From Here to Eternity is thought of as a World War II novel—many people think it’s the best World War II novel. But, like my other favorite novel about that war, James Gould Cozzens’s less-remembered Guard of Honor, it takes place away from war, on an army base, where the only violence is that which the officers and enlisted men compulsively inflict on one another. The life of the men at their Hawaii base is so all-encompassing that when the Japanese attack Pearl Harbor towards the end of the book, it almost comes as a surprise.
Though Jones creates and develops dozens of distinct characters, From Here to Eternity’s two poles, the commanding presences from which it draws its power and around which it’s organized, are Private Robert E. Lee Prewitt and 1st Sergeant Milton Warden. Prewitt is a thirty-year Army man who’s chosen the Army for life without ever fully accepting the sacrifice of individuality that it requires of him. Warden, on the other hand, has channeled his frustrations with the Army into iron-willed control over all the details of G Company—details that should be the purview of his superiors, whose incompetence and uninterest only serve to fuel Warden’s relentless, hard-edged competence. The struggles of the two men—against, at various times, each other, their superiors, their fellow enlisted men, and the Army itself—are the heart of the book. Do you kick at every imposition, fight until you're utterly broken, or do you focus your energies on bending one circumscribed area to your will, while making the necessary compromises outside your domain?

### Goal A
In the essay on From Here to Eternity, which other World War II novel does the writer name as a favorite?
### Goal B
From the essay on From Here to Eternity, echo word for word the part that opens with the words containing "From Here to Eternity is" and closes with "as a surprise.".
### Goal C
Proceed with the essay on From Here to Eternity, picking up right after its final sentence.

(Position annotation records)

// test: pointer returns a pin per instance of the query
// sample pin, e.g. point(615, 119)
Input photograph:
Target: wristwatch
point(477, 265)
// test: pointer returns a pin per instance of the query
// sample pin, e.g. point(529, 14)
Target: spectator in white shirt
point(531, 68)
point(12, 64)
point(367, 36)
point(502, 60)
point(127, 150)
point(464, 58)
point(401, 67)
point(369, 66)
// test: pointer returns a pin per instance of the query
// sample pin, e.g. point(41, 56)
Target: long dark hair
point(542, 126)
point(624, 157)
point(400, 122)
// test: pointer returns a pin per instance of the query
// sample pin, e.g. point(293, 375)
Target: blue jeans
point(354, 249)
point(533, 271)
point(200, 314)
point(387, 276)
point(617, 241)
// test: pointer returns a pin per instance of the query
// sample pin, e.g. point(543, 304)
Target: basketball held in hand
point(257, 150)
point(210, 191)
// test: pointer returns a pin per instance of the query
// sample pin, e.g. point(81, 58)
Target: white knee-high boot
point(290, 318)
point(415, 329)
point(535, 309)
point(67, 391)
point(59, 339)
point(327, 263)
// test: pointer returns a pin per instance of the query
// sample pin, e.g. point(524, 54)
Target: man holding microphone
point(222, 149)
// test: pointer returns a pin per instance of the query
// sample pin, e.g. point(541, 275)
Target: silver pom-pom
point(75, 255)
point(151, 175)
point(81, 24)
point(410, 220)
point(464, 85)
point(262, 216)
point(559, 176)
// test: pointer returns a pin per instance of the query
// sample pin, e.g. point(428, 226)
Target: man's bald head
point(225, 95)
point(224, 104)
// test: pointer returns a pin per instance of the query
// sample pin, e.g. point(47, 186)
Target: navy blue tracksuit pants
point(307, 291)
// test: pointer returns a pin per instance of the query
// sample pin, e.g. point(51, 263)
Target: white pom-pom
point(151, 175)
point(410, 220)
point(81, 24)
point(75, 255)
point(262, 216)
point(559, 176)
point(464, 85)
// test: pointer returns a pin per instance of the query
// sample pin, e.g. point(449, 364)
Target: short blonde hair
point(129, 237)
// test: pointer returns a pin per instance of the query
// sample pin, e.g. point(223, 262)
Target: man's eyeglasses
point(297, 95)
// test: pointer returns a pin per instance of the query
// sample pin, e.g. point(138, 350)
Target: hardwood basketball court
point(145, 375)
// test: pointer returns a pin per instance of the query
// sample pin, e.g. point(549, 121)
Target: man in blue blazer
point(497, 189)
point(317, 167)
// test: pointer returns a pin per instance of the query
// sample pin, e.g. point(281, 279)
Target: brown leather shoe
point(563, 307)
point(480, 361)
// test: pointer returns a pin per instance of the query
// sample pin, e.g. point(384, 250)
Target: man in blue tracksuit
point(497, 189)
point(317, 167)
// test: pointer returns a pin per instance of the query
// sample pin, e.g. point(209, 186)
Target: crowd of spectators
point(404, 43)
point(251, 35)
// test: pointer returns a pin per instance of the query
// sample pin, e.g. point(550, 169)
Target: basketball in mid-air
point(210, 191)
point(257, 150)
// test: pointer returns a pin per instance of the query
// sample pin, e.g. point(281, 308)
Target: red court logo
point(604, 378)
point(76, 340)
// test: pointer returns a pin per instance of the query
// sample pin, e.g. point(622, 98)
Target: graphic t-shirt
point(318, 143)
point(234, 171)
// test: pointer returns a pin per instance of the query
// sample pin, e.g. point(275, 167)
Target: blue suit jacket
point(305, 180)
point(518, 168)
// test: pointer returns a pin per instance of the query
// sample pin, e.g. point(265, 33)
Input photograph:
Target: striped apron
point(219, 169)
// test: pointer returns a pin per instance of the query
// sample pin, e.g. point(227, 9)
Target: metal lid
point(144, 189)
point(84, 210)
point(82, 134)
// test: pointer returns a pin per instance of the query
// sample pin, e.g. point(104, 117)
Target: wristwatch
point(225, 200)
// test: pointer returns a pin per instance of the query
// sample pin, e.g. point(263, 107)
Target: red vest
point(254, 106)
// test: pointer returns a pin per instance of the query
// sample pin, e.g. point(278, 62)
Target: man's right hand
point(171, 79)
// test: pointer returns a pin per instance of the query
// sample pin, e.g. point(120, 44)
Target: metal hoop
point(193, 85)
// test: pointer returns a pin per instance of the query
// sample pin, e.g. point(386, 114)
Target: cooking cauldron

### Exercise answer A
James Gould Cozzens's Guard of Honor.

### Exercise answer B
From Here to Eternity is thought of as a World War II novel—many people think it’s the best World War II novel. But, like my other favorite novel about that war, James Gould Cozzens’s less-remembered Guard of Honor, it takes place away from war, on an army base, where the only violence is that which the officers and enlisted men compulsively inflict on one another. The life of the men at their Hawaii base is so all-encompassing that when the Japanese attack Pearl Harbor towards the end of the book, it almost comes as a surprise.

### Exercise answer C
Jones’s themes grow out of those strong personalities: the place of the individual in a system designed to crush initiative and difference; the fate of integrity and achievement in an organization that rewards neither—that in fact fears them; the fine lines between sensible compromise and self-abasement, honor and self-destruction. But it’s not just the army that’s the problem. In a sense, From Here to Eternity doesn’t even need the military: Jones could drop his characters into nearly any situation, and we’d learn many of the same things about them. The same is true of Guard of Honor. But for both books, the unique conditions of the army—its clear lines of authority, its legitimation of violence, and its close quartering of volatile personalities—serve to increase the pressure on the characters, confronting them daily with the compromises and failures that in civilian life they might unwittingly train themselves to ignore.
Around Prewitt and Warden, Jones builds a cast of convincing, well-developed characters, ranging from the hardworking, honorable, racist Mess Sergeant Maylon Stark to the gifted athlete and alcoholic Corporal Choate. Jones gives us moments where we truly understand each of these characters, including a stunning scene where Warden’s superior, Captain Dana "Dynamite" Holmes, who has previously been presented entirely through Warden’s disapproving eyes, becomes the focus of our sympathy; the swiftness and power of the reversal is jaw-dropping.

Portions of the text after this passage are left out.